[Supplied data — start]

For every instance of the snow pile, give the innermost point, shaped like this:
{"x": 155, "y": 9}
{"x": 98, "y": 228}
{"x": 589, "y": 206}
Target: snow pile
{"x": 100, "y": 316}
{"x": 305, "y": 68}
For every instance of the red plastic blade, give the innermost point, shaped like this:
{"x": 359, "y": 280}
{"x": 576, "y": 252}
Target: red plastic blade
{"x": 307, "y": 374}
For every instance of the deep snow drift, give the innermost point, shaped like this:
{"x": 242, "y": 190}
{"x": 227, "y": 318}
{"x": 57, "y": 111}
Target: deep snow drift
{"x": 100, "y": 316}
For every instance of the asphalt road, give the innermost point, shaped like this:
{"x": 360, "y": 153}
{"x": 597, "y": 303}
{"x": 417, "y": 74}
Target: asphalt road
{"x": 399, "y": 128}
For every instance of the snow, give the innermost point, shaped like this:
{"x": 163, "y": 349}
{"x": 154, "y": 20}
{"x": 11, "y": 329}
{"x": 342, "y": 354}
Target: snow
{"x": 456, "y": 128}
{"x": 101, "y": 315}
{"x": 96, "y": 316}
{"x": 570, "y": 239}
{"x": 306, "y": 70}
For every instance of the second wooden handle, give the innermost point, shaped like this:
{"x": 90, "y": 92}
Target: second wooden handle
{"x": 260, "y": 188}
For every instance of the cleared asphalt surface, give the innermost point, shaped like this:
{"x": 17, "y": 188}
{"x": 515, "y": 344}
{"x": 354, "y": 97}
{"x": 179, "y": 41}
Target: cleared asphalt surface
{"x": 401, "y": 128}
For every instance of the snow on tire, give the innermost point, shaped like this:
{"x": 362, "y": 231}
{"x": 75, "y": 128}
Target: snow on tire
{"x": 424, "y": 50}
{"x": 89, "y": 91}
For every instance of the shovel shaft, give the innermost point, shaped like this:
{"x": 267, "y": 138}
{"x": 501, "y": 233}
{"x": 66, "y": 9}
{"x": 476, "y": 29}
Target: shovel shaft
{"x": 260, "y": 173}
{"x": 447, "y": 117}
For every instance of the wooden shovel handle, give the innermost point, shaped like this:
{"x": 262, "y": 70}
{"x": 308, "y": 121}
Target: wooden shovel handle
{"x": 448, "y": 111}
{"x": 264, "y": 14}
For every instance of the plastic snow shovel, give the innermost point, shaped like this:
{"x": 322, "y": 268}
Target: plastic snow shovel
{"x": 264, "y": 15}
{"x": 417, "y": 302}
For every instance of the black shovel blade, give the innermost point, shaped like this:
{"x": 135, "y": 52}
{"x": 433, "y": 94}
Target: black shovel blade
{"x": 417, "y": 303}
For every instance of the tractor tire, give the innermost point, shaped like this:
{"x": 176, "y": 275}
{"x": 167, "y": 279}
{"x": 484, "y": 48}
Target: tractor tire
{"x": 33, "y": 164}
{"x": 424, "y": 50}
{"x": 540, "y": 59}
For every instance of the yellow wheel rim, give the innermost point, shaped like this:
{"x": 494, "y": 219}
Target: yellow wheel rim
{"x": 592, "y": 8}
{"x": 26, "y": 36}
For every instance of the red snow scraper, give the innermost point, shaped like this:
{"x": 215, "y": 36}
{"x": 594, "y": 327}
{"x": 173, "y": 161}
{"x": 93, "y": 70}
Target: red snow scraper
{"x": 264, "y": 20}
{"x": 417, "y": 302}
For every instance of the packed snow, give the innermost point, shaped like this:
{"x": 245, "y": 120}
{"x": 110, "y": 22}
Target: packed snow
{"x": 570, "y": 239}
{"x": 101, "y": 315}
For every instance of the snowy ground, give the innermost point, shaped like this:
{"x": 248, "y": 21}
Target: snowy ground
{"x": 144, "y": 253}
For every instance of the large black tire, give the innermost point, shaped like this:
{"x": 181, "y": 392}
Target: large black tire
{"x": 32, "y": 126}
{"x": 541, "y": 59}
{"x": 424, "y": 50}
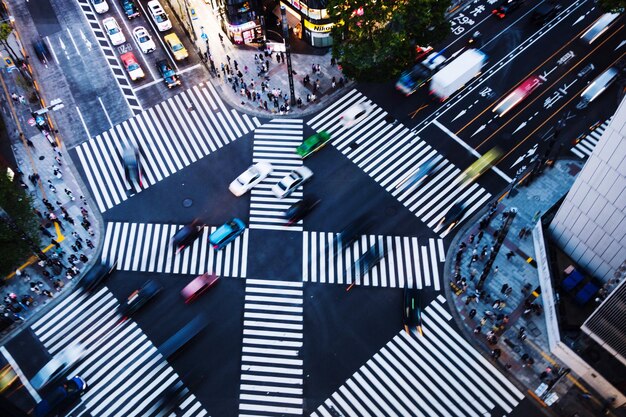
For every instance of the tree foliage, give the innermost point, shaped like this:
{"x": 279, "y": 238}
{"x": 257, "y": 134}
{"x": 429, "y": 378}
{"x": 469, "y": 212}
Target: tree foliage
{"x": 612, "y": 5}
{"x": 18, "y": 205}
{"x": 376, "y": 39}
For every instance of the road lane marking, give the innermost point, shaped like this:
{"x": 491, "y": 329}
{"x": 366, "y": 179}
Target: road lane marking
{"x": 20, "y": 374}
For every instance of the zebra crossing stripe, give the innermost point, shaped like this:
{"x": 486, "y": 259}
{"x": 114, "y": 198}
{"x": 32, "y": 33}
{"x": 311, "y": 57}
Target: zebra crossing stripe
{"x": 390, "y": 153}
{"x": 170, "y": 136}
{"x": 438, "y": 373}
{"x": 145, "y": 247}
{"x": 408, "y": 261}
{"x": 124, "y": 370}
{"x": 271, "y": 366}
{"x": 587, "y": 144}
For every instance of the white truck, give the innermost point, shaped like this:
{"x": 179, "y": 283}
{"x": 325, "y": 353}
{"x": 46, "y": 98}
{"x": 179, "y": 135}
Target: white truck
{"x": 457, "y": 73}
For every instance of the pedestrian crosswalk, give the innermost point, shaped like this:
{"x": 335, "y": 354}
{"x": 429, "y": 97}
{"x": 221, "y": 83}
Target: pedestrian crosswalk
{"x": 170, "y": 136}
{"x": 585, "y": 146}
{"x": 145, "y": 247}
{"x": 125, "y": 372}
{"x": 275, "y": 142}
{"x": 437, "y": 374}
{"x": 407, "y": 262}
{"x": 390, "y": 154}
{"x": 271, "y": 364}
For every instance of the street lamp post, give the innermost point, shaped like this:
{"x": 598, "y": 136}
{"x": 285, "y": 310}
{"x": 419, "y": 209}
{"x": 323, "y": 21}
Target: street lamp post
{"x": 283, "y": 13}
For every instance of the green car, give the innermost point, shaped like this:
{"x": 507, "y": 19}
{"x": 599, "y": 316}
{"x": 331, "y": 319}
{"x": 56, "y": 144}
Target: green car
{"x": 312, "y": 144}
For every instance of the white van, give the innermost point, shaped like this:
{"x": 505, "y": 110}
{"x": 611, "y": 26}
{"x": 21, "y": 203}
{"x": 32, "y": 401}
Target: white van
{"x": 159, "y": 16}
{"x": 599, "y": 27}
{"x": 597, "y": 87}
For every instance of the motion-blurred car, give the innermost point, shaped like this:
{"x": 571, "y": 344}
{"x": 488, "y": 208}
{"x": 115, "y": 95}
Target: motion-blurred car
{"x": 186, "y": 236}
{"x": 96, "y": 275}
{"x": 300, "y": 210}
{"x": 100, "y": 6}
{"x": 139, "y": 298}
{"x": 135, "y": 72}
{"x": 132, "y": 166}
{"x": 420, "y": 174}
{"x": 452, "y": 217}
{"x": 313, "y": 144}
{"x": 130, "y": 9}
{"x": 291, "y": 181}
{"x": 506, "y": 7}
{"x": 158, "y": 15}
{"x": 411, "y": 313}
{"x": 169, "y": 75}
{"x": 356, "y": 114}
{"x": 597, "y": 87}
{"x": 57, "y": 366}
{"x": 144, "y": 40}
{"x": 61, "y": 398}
{"x": 250, "y": 177}
{"x": 226, "y": 233}
{"x": 198, "y": 286}
{"x": 352, "y": 232}
{"x": 176, "y": 46}
{"x": 113, "y": 30}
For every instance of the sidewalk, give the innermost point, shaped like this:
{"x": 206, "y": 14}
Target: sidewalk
{"x": 504, "y": 318}
{"x": 70, "y": 231}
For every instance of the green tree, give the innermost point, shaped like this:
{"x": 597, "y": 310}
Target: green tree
{"x": 376, "y": 39}
{"x": 612, "y": 5}
{"x": 18, "y": 206}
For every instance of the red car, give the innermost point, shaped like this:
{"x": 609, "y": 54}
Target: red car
{"x": 132, "y": 66}
{"x": 198, "y": 286}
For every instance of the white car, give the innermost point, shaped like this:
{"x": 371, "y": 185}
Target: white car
{"x": 114, "y": 31}
{"x": 101, "y": 6}
{"x": 57, "y": 366}
{"x": 292, "y": 181}
{"x": 144, "y": 40}
{"x": 159, "y": 16}
{"x": 250, "y": 177}
{"x": 356, "y": 114}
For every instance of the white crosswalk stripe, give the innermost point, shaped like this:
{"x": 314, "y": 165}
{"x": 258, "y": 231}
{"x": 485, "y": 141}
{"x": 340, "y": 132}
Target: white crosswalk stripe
{"x": 275, "y": 142}
{"x": 271, "y": 364}
{"x": 145, "y": 247}
{"x": 437, "y": 374}
{"x": 587, "y": 144}
{"x": 125, "y": 372}
{"x": 170, "y": 136}
{"x": 408, "y": 261}
{"x": 390, "y": 153}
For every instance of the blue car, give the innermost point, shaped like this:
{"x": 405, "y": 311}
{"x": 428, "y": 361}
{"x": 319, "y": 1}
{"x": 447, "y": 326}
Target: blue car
{"x": 59, "y": 400}
{"x": 226, "y": 233}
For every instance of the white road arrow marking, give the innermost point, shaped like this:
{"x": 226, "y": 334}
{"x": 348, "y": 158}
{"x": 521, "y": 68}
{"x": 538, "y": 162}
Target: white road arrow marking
{"x": 461, "y": 113}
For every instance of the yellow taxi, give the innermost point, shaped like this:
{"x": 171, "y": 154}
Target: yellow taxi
{"x": 176, "y": 46}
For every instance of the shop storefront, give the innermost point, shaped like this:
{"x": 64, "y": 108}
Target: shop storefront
{"x": 241, "y": 21}
{"x": 309, "y": 20}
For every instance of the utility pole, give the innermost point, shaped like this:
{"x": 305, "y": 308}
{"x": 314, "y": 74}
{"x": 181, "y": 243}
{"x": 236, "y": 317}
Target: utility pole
{"x": 283, "y": 13}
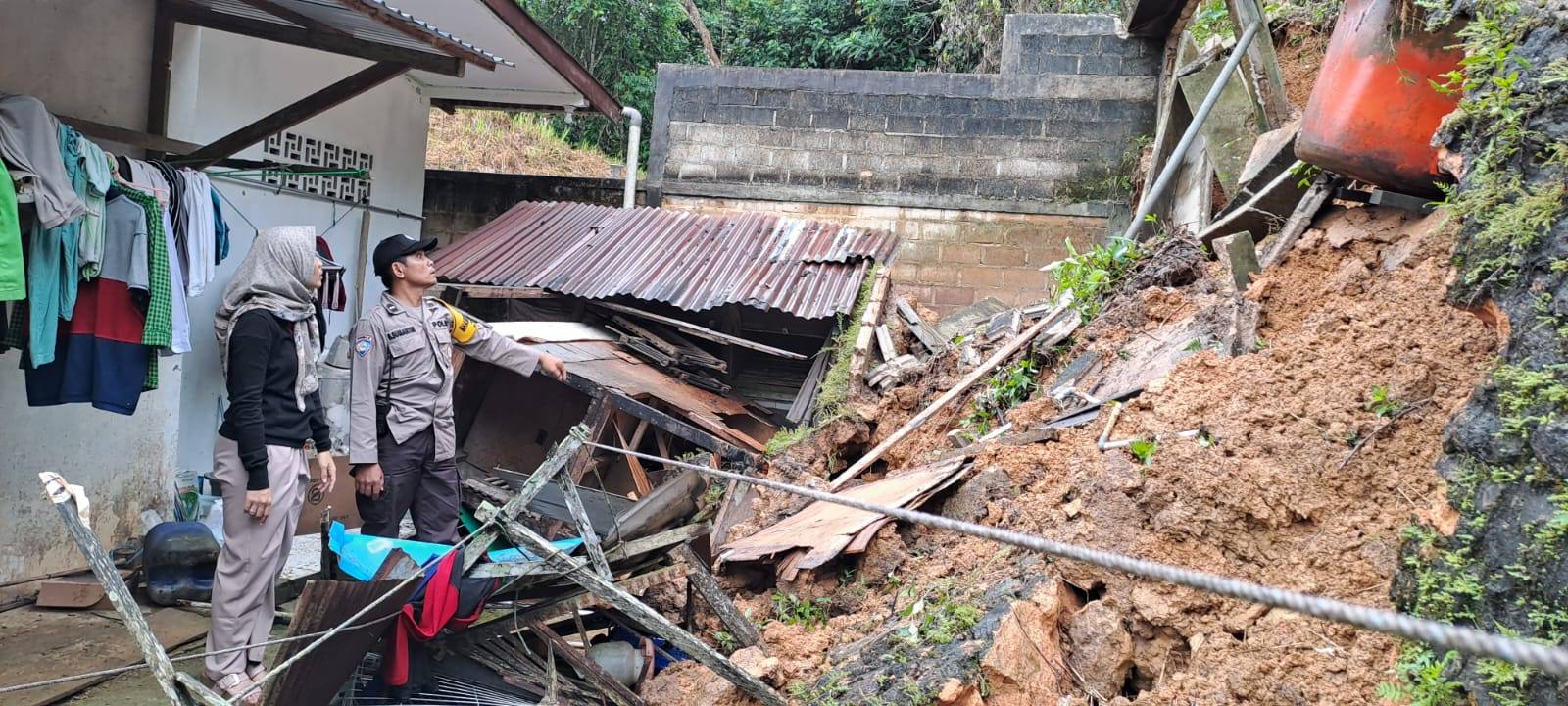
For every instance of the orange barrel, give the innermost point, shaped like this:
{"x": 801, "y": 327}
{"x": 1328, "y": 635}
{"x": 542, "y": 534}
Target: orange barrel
{"x": 1374, "y": 109}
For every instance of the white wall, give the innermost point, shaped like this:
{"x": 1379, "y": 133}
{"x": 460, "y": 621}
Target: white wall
{"x": 90, "y": 59}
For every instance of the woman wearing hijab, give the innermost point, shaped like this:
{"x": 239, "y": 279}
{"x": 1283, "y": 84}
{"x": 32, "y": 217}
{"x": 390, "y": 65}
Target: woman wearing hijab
{"x": 269, "y": 344}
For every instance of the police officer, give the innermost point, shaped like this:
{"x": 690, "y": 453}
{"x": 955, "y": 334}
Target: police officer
{"x": 402, "y": 443}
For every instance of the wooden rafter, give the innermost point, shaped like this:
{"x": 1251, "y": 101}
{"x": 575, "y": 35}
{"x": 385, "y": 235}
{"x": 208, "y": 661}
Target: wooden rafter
{"x": 381, "y": 15}
{"x": 292, "y": 115}
{"x": 282, "y": 33}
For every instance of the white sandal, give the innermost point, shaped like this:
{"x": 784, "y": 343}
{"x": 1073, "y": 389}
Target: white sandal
{"x": 235, "y": 684}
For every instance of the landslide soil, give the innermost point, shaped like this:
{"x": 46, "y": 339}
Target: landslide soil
{"x": 1278, "y": 496}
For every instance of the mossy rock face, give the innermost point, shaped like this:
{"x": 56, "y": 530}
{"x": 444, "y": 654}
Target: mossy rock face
{"x": 1505, "y": 452}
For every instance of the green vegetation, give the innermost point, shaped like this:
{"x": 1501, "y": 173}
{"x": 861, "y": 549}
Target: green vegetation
{"x": 1144, "y": 451}
{"x": 1419, "y": 680}
{"x": 792, "y": 609}
{"x": 1382, "y": 405}
{"x": 1094, "y": 274}
{"x": 1531, "y": 397}
{"x": 1003, "y": 391}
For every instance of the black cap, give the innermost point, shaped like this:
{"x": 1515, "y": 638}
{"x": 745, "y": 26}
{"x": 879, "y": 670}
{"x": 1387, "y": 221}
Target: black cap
{"x": 397, "y": 247}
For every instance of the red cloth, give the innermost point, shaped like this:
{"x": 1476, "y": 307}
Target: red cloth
{"x": 436, "y": 612}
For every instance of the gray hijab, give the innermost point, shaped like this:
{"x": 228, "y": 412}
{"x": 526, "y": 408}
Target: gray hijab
{"x": 273, "y": 277}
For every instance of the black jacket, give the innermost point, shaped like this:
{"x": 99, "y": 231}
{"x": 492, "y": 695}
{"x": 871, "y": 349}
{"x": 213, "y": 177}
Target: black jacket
{"x": 263, "y": 408}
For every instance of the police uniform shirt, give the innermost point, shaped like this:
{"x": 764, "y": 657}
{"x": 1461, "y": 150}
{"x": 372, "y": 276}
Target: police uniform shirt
{"x": 407, "y": 355}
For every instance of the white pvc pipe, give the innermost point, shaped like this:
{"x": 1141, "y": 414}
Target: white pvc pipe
{"x": 634, "y": 135}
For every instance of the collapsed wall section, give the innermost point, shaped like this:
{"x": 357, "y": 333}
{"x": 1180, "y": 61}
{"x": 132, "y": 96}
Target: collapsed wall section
{"x": 1053, "y": 137}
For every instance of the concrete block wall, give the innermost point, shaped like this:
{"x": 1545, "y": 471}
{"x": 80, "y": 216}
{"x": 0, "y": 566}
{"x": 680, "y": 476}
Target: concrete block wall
{"x": 1047, "y": 137}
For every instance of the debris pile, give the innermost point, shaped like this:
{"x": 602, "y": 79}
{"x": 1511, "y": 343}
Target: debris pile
{"x": 1285, "y": 433}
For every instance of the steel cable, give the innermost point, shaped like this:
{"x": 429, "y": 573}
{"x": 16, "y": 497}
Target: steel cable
{"x": 1446, "y": 635}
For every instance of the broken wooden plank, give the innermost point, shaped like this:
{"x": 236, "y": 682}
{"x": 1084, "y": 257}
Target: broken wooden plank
{"x": 587, "y": 667}
{"x": 822, "y": 530}
{"x": 885, "y": 342}
{"x": 643, "y": 616}
{"x": 60, "y": 493}
{"x": 585, "y": 528}
{"x": 1062, "y": 324}
{"x": 702, "y": 331}
{"x": 1300, "y": 219}
{"x": 553, "y": 467}
{"x": 700, "y": 578}
{"x": 921, "y": 329}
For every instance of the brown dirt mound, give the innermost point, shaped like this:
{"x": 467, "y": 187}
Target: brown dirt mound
{"x": 1356, "y": 305}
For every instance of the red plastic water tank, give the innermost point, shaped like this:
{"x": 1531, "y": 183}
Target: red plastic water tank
{"x": 1374, "y": 109}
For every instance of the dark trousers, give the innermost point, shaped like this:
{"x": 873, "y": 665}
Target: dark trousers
{"x": 417, "y": 483}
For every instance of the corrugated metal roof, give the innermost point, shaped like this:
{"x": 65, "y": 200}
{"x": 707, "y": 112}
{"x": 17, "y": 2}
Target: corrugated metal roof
{"x": 692, "y": 261}
{"x": 353, "y": 23}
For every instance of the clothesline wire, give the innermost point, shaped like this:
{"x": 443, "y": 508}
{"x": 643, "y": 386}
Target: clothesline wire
{"x": 184, "y": 658}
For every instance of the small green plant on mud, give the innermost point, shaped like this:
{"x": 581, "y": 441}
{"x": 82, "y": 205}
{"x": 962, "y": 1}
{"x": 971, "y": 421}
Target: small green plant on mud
{"x": 1382, "y": 405}
{"x": 1144, "y": 451}
{"x": 1094, "y": 274}
{"x": 1004, "y": 391}
{"x": 792, "y": 609}
{"x": 1419, "y": 680}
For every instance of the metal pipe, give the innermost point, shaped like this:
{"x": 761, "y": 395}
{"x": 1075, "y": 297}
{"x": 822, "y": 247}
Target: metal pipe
{"x": 1173, "y": 162}
{"x": 634, "y": 137}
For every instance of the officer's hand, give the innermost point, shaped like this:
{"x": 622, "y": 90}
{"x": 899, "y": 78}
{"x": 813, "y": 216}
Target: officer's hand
{"x": 259, "y": 504}
{"x": 328, "y": 471}
{"x": 368, "y": 480}
{"x": 553, "y": 366}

[Supplied data — finish]

Task objective = Which lines run from the one containing "For every instance of the metal" to the final line of the entries? Return those lines exactly, and only those.

Solution to the problem =
For every instance of the metal pipe, give the innermost point, shaped like this:
{"x": 761, "y": 395}
{"x": 1075, "y": 297}
{"x": 822, "y": 247}
Target: metal pipe
{"x": 1173, "y": 162}
{"x": 634, "y": 137}
For every instance of the officer's hand, give the innermost point, shaped like this:
{"x": 622, "y": 90}
{"x": 899, "y": 78}
{"x": 813, "y": 216}
Target: officer's hand
{"x": 259, "y": 504}
{"x": 328, "y": 471}
{"x": 368, "y": 480}
{"x": 553, "y": 366}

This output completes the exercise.